_WORK ITEM 1_
Translate this sentence from the article about Martin's Suzuki T500 into Spanish: "It took three weeks to get all the rust out."
_WORK ITEM 2_
List every person named in the article about Martin's Suzuki T500.
_WORK ITEM 3_
Continue the article about Martin's Suzuki T500 from the point where the text stops.

*** EXTRACT TO READ Section Begins ***

Words by Oli Hulme, Photos by James Archibald

IT was A lovely bike. “Best of the night, to be honest. Have you come far?” I asked. When Martin turned up at the local pub bike meet on his Suzuki T500J, it was so spotless that I assumed it was one of those ‘I live just round the corner’ bikes that only come out on sunny days. “Oh, just up from Weymouth,” he replied, instantly banishing my preconceptions into dust. Weymouth is a three-hour, 100-mile round trip across country; quite the journey, even on a sunny Wednesday evening. It’s a long way to come for a pint.

The very least that should have happened to the immaculate T500 was the appearance of a drip of oil or a speck of dirt somewhere. But not this one, which looks better than it must have when it rolled out of the showroom 50 years ago. It had to be checked out, photographed, and featured – and right away.

We met up in Bridport a week later, at the town’s very groovy vintage market on the same day as the Bridport Folk Festival. This meant a lot of dodging of Morris dancers, and a lot of hanging around waiting for the passing searchers-after-vintage-bargains to get out of the way as they drooled and exulted over the beauty of the 1972 Suzuki, all the while failing to notice photographer James and his kit.

Over an exotic (and vintage) artisan coffee, Martin talked me through the history of his T500. “I had my first T500 back in 1976 but that’s long gone. This is a 1972 T500J, a US import I bought from Oxford Classic Honda 14 years ago, and I used it as it came for many years. It was in reasonable condition when I got it, though the chrome was getting a little thin in places. There were some gearbox issues, caused by the sump not having enough capacity, so I managed to pick up a second-hand gearbox and at the same time I had the engine rebuilt by Hollygrove Motorcycles in Verwood.  When it came back and it was all shiny, I did think, ‘oh, that looks a bit good now’, so I thought I’d better do something about the rest of it.

Martin explains to Oli about how to keep a bike clean

 

“I cleaned out the petrol tank, done by reverse electrolysis with a large metal anode inside the tank that was filled with a soda solution and connected up to a battery charger. It took three weeks to get all the rust out. I had it blasted back to bare metal, which revealed some pinholes in the bottom. John Gill at Peach Engineering welded it all up again.

*** EXTRACT TO READ Section Ends ***
*** GIVEN RECORDS Section Begins ***

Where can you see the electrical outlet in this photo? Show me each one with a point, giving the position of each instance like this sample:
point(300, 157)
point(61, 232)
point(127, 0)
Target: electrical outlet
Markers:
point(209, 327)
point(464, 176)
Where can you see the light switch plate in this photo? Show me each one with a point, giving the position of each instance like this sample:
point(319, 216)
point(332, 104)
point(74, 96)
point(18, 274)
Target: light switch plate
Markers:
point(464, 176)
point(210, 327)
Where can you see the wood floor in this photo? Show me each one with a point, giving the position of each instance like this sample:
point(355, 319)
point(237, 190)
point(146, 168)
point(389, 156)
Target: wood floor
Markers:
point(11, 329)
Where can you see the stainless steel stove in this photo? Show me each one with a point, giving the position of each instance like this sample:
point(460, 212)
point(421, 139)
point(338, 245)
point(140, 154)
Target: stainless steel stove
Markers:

*** GIVEN RECORDS Section Ends ***

_FINAL ANSWER 1_
Se tardó tres semanas en sacar todo el óxido.

_FINAL ANSWER 2_
Oli Hulme, James Archibald, Martin, John Gill

_FINAL ANSWER 3_
“It was painted and hand-pinstriped. I sent the wheels off for new rims and when I got them back, they’d polished the hub, which did make me wonder how I was going to keep it clean, but I manage it with chopsticks and alcohol wipes.”

It was at this point that the bike became Martin’s advent calendar: “It was Christmas and my wife had bought the kid’s calendars. I asked where mine was and she said I hadn’t got one, so I got the Suzuki’s frame out and stuck in on the coffee table, saying ‘that’s my advent calendar’. I hung different new parts on it every day.  It was a very enjoyable Christmas.”

Tracking down the parts needed to complete the restoration was made a lot easier by Crooks Suzuki. “Martin Crooks is cracking bloke,” said Martin. “He didn’t treat me like an idiot, even though I was, so I wasn’t scared of asking for help.”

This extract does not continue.